(Raw records)
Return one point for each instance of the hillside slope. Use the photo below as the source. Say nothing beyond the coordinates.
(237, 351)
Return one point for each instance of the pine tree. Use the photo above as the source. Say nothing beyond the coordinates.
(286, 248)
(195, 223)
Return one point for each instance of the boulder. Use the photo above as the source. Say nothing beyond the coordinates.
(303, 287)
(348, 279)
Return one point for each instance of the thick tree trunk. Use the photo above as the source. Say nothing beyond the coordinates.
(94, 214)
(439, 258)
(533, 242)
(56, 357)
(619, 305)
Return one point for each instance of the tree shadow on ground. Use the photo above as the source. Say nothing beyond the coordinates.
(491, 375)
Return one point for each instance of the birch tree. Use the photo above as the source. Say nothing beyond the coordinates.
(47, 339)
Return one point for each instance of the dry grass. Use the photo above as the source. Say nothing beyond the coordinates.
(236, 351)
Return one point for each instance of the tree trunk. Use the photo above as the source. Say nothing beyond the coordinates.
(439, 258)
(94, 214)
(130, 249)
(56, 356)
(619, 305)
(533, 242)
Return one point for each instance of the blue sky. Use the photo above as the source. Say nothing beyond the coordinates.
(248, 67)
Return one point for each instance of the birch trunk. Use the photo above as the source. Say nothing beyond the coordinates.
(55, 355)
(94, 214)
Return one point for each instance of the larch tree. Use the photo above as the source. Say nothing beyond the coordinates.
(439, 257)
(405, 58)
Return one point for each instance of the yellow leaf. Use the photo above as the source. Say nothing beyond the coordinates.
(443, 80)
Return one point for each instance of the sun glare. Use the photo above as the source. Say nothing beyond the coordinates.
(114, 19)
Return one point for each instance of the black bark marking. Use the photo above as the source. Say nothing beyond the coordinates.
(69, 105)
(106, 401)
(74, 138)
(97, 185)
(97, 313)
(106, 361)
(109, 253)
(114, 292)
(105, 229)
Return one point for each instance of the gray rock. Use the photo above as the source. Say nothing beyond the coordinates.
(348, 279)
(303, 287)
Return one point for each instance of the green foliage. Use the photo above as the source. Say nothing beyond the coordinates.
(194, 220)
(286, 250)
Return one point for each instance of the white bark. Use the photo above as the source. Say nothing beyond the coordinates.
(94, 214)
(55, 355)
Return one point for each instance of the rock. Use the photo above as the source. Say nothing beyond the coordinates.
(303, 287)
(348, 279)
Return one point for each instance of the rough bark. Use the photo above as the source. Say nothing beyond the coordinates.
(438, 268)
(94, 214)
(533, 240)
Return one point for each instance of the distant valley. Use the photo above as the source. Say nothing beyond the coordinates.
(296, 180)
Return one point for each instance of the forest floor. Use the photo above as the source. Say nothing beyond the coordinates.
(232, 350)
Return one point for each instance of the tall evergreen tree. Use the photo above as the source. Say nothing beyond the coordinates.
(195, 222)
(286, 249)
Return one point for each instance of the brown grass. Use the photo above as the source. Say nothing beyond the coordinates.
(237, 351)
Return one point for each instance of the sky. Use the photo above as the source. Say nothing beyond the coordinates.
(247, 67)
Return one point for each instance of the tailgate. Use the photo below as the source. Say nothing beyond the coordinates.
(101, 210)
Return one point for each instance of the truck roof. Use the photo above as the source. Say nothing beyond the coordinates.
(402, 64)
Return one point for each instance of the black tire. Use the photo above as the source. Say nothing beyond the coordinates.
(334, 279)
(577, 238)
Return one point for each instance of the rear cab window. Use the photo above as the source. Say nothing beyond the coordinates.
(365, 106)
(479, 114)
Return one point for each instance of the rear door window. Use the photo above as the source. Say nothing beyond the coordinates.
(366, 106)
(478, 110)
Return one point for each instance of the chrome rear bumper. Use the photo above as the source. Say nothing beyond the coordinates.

Set task
Reproduce the material in full, with no word added or dropped.

Task answer
Return one point for each instance of the hillside slope. Use the photo below as the source. Say nothing beyond the coordinates.
(237, 351)
Return one point for each instance of the pine tree. Use the photo above as the source. Say nothing beyond the coordinates.
(286, 248)
(195, 223)
Return one point for each instance of the boulder. Use the photo above as the source. Say nothing beyond the coordinates.
(303, 287)
(348, 279)
Return one point for each instance of the thick tree trunk. Use the photo above as the source. Say nothing beyond the coordinates.
(94, 214)
(439, 258)
(533, 242)
(56, 357)
(619, 305)
Return one point for each instance of the tree shadow on ground. Use the photo above as the source. Say nothing beyond the coordinates.
(491, 375)
Return one point for each instance of the birch tree. Use the photo above as the source. Say nothing beyond the coordinates.
(47, 339)
Return one point for each instance of the dry grass. Use the photo above as the source. Say nothing beyond the coordinates.
(236, 351)
Return one point for each instance of the tree trunk. Use the photo above as the source. Say nothing beyond the coordinates.
(439, 258)
(94, 214)
(130, 249)
(56, 356)
(619, 305)
(533, 242)
Return one point for each instance of the blue sky. Use the photo above as the source. Say nothing beyond the coordinates.
(248, 67)
Return one point for each instance of the birch trunk. Use the photo above as the source. Say nothing beyond the coordinates.
(55, 355)
(94, 214)
Return one point for each instance of the larch tree. Use the photo above as the source. Say nothing beyond the coordinates.
(439, 257)
(405, 58)
Return one point for each instance of the yellow leaf. Use the photo above as the source. Say nothing beyond the coordinates.
(443, 80)
Return one point for each instance of the sun glare. Use the photo above as the source. Say nothing beyond the coordinates.
(114, 19)
Return one point for each instance of the black bark marking. Use the photo above as the source. Say nothing beyond the coordinates.
(69, 105)
(106, 401)
(74, 138)
(97, 185)
(97, 313)
(106, 361)
(109, 253)
(114, 292)
(105, 229)
Return one point for each instance of the gray rock. Use the photo above as the source. Say nothing beyond the coordinates.
(348, 279)
(303, 287)
Return one point for each instance of the green foliage. Use the photo above as the source. Say nothing beyond the coordinates.
(194, 220)
(286, 250)
Return one point for each instance of the white bark. Use the photo above as the source. Say nothing beyond the coordinates.
(94, 214)
(55, 355)
Return one point for each instance of the rock. Use the photo above as the source. Say nothing beyond the coordinates.
(303, 287)
(348, 279)
Return one point for each instance of the rough bark. Use the photo above as the source. Say nothing beyond the coordinates.
(438, 268)
(94, 214)
(533, 240)
Return one point for each instance of the distant valley. Use the photo above as the source. Say nothing beyond the coordinates.
(296, 180)
Return one point for each instance of the forest floor. Use the photo above as the source. Say nothing beyond the coordinates.
(232, 350)
Return one point for each instance of the tall evergreen tree. Use the photo above as the source. Say nothing beyond the coordinates.
(195, 222)
(286, 249)
Return one point for each instance of the brown grass. Use the photo above as the source. Say nothing beyond the coordinates.
(237, 351)
Return one point for each instance of the sky. Use the photo above as the source. Say nothing beyond the coordinates.
(247, 67)
Return one point for each instance of the tailgate. Use the photo below as the source. Say nothing beyond the coordinates.
(101, 210)
Return one point for each instance of the truck roof. Use the photo above as the source. Say nothing beyond the coordinates.
(402, 64)
Return one point for each instance of the black tire. Use the photo above as the source. Say nothing beyond the coordinates.
(334, 279)
(577, 238)
Return one point for each instance of the rear cab window. Use the photo above as the source. Say nothing beyond the coordinates.
(365, 106)
(479, 114)
Return one point for each instance of the rear door window. Use the photo above as the source. Say nothing beyond the coordinates.
(366, 106)
(478, 110)
Return one point for each instance of the chrome rear bumper. Use the photo above as the source. Say nothing beyond the coordinates.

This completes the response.